● **WHAT TO PRODUCE**
In the data below, find every line that has the string "wall", and copy it.
*** MATERIAL PROVIDED Section Begins ***
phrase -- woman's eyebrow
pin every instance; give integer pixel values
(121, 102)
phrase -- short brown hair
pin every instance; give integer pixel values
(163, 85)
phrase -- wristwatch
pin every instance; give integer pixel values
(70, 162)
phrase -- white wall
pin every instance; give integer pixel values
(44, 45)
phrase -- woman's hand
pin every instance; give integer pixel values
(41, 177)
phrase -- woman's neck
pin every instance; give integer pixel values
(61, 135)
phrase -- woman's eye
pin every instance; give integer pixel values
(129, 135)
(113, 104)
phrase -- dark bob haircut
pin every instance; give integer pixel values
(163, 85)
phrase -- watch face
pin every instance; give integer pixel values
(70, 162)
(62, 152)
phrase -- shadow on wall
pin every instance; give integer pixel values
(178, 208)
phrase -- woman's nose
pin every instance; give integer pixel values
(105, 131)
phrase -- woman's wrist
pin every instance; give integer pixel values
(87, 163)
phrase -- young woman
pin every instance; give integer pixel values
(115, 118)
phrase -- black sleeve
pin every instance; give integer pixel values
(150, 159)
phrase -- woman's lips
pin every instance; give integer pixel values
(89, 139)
*** MATERIAL PROVIDED Section Ends ***
● **SOLUTION TO THIS TASK**
phrase -- white wall
phrase -- shadow on wall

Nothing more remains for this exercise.